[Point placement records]
- - - - -
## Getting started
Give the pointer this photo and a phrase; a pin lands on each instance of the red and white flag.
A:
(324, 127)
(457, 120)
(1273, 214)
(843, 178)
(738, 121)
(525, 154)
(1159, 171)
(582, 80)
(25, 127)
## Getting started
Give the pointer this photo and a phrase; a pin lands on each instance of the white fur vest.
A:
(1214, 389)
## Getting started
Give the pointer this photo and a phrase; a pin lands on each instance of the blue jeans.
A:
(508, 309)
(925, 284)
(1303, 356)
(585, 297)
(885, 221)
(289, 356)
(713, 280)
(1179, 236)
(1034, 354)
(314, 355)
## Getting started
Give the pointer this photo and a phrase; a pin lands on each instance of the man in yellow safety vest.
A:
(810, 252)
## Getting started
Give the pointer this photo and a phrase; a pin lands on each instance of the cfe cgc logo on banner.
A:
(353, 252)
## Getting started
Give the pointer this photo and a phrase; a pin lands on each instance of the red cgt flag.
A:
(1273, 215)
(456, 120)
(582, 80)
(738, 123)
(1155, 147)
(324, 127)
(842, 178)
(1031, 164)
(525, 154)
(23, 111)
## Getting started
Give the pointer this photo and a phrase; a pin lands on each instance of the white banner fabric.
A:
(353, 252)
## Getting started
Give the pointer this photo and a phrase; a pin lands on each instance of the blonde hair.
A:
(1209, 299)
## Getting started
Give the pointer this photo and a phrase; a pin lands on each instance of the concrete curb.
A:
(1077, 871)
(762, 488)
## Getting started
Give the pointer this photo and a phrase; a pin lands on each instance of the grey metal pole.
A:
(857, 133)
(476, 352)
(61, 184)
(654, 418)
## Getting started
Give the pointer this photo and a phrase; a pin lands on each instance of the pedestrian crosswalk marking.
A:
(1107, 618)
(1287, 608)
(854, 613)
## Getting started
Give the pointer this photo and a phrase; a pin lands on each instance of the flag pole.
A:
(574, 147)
- - - - -
THE TASK ▸ Every entry in the listing must be retyped exactly.

FINISHED EXERCISE ▸
## Getting started
Give the pointer this photo and a phrase; a pin lands on each instance of the red and white flag.
A:
(324, 127)
(457, 120)
(1273, 214)
(843, 178)
(738, 121)
(525, 154)
(1159, 171)
(582, 80)
(25, 127)
## Getting started
Give the pointer this photo and a phrase; a pin lands on each instance of the white fur vest.
A:
(1214, 389)
## Getting started
Give the pointer this photo and a phrase; a pin lands on each instance of the blue jeans.
A:
(508, 309)
(925, 284)
(1303, 356)
(585, 297)
(885, 221)
(289, 356)
(713, 280)
(1179, 236)
(1034, 354)
(314, 355)
## Getting started
Give the pointer this photo and a phrase; a pin lands on each instance of the man in yellow safety vest.
A:
(810, 252)
## Getting started
Give the pointer this photo and a phrase; a pin lands on each instance of the cfe cgc logo on banner.
A:
(353, 252)
## Getting started
Give the pointer this photo and a phrase; a pin lands on each instance of the red cgt flag.
A:
(1273, 215)
(456, 120)
(582, 80)
(738, 123)
(1155, 147)
(324, 127)
(842, 178)
(1031, 164)
(525, 154)
(23, 111)
## Getting started
Give the pointer this photo and a phrase; a pin lands on each instance of the white banner fabric.
A:
(353, 252)
## Getting started
Give the pointer this photo and a phrase; a pin lands on each instance of the blonde hair.
A:
(1209, 299)
## Getting started
Give the pointer this photo and a phrase; a pin lands on each instance of the concrete curb.
A:
(1077, 871)
(762, 488)
## Getting started
Give the pointer this photo and a phrase; a pin lands on each instance of the grey metal pole.
A:
(857, 133)
(476, 352)
(61, 184)
(654, 418)
## Getting started
Give the pointer this photo and a phrase; a pin lands on each instance of the pedestrian crosswalk marking.
A:
(1107, 618)
(1287, 608)
(854, 613)
## Getting started
Give the pointer this photo and a phrase; a pin lands on each instance of the flag pole.
A:
(574, 147)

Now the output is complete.